- INSTRUCTION:
Can you turn every line of the records below into a numbered list, leaving out any blank lines?

- SUPPLIED MATERIAL:
————

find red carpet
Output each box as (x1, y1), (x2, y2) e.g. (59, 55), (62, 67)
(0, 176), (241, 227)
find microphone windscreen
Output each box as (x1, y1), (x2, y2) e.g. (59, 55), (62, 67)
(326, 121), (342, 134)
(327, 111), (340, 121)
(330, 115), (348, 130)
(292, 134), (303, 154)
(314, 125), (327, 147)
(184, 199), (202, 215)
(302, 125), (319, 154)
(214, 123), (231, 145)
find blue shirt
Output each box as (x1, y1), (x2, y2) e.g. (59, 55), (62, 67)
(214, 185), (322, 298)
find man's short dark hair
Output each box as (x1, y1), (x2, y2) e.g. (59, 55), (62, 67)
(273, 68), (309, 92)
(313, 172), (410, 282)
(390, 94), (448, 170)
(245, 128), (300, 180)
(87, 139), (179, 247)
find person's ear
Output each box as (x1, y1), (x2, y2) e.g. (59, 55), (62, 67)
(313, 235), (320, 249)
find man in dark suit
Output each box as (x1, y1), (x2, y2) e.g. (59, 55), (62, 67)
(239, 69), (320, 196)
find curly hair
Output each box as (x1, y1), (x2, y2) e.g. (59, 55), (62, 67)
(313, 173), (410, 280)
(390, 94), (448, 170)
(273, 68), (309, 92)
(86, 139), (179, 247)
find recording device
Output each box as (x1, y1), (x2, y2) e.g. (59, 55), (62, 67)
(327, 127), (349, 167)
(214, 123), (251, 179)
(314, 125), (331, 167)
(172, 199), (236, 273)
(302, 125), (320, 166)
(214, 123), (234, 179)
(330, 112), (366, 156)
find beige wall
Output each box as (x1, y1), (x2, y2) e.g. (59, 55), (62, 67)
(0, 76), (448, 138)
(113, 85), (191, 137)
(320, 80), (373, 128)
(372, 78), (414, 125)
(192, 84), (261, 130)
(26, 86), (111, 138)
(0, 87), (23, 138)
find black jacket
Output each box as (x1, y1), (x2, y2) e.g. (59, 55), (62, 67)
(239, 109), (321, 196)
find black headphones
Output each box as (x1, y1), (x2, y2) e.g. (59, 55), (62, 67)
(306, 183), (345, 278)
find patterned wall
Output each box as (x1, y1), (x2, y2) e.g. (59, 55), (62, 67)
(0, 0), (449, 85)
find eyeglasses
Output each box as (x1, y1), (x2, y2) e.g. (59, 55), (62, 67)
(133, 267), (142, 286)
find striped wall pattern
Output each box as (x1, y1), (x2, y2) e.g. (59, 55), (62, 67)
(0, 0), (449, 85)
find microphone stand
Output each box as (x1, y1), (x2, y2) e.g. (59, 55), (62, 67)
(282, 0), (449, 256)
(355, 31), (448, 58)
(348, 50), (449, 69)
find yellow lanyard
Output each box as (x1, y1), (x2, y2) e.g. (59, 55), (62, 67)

————

- ANSWER FOR THIS EXERCISE:
1. find red carpet
2. Output each box as (x1, y1), (x2, y2) e.g. (59, 55), (62, 67)
3. (0, 176), (241, 227)
4. find microphone windscreen
5. Output each box as (x1, y1), (x2, y2) e.g. (59, 55), (62, 67)
6. (326, 121), (342, 134)
7. (327, 111), (340, 121)
8. (330, 115), (348, 130)
9. (292, 134), (303, 154)
10. (314, 125), (327, 147)
11. (184, 199), (202, 215)
12. (302, 125), (319, 154)
13. (214, 123), (231, 145)
14. find blue shirt
15. Output each box as (x1, y1), (x2, y2) e.g. (59, 55), (62, 67)
16. (214, 185), (322, 298)
17. find man's short dark hair
18. Output each box as (x1, y1), (x2, y2) e.g. (59, 55), (62, 67)
19. (273, 68), (309, 92)
20. (313, 172), (410, 282)
21. (390, 94), (448, 170)
22. (245, 128), (300, 180)
23. (87, 139), (179, 247)
24. find person's ear
25. Output each box as (x1, y1), (x2, y2) e.g. (59, 55), (62, 67)
26. (313, 235), (320, 249)
27. find man in dark suit
28. Output each box as (x1, y1), (x2, y2) e.g. (59, 55), (62, 67)
29. (239, 69), (320, 196)
30. find curly hair
31. Output each box as (x1, y1), (x2, y2) e.g. (59, 55), (62, 67)
32. (313, 173), (410, 280)
33. (390, 94), (448, 170)
34. (273, 68), (309, 92)
35. (86, 139), (179, 247)
36. find recording device
37. Output each box as (x1, y1), (x2, y2) e.g. (59, 55), (62, 67)
38. (327, 127), (349, 167)
39. (214, 123), (251, 179)
40. (314, 125), (331, 167)
41. (172, 199), (236, 273)
42. (302, 125), (320, 166)
43. (214, 123), (234, 179)
44. (330, 112), (366, 156)
45. find beige wall
46. Output each box as (x1, y1), (x2, y2) e.g. (59, 55), (62, 67)
47. (0, 76), (448, 138)
48. (113, 85), (191, 137)
49. (320, 80), (373, 128)
50. (372, 78), (414, 125)
51. (192, 84), (261, 130)
52. (26, 86), (111, 138)
53. (0, 87), (23, 138)
54. find black jacket
55. Output each box as (x1, y1), (x2, y2) e.g. (59, 55), (62, 67)
56. (239, 109), (321, 196)
57. find black headphones
58. Output each box as (x1, y1), (x2, y2) e.g. (59, 55), (62, 67)
59. (306, 183), (345, 278)
60. find patterned wall
61. Output each box as (x1, y1), (x2, y2) e.g. (59, 55), (62, 67)
62. (0, 0), (449, 85)
63. find eyeglasses
64. Output each box as (x1, y1), (x2, y2) e.g. (59, 55), (62, 67)
65. (133, 267), (142, 286)
66. find striped wall pattern
67. Output each box as (x1, y1), (x2, y2) e.g. (59, 55), (62, 67)
68. (0, 0), (449, 85)
69. find microphone stand
70. Output each box as (x1, y1), (x2, y2) e.g. (59, 55), (62, 67)
71. (282, 0), (449, 256)
72. (355, 31), (448, 58)
73. (348, 50), (449, 69)
74. find yellow lanyard
75. Output each box as (x1, y1), (x2, y2) e.g. (59, 55), (62, 67)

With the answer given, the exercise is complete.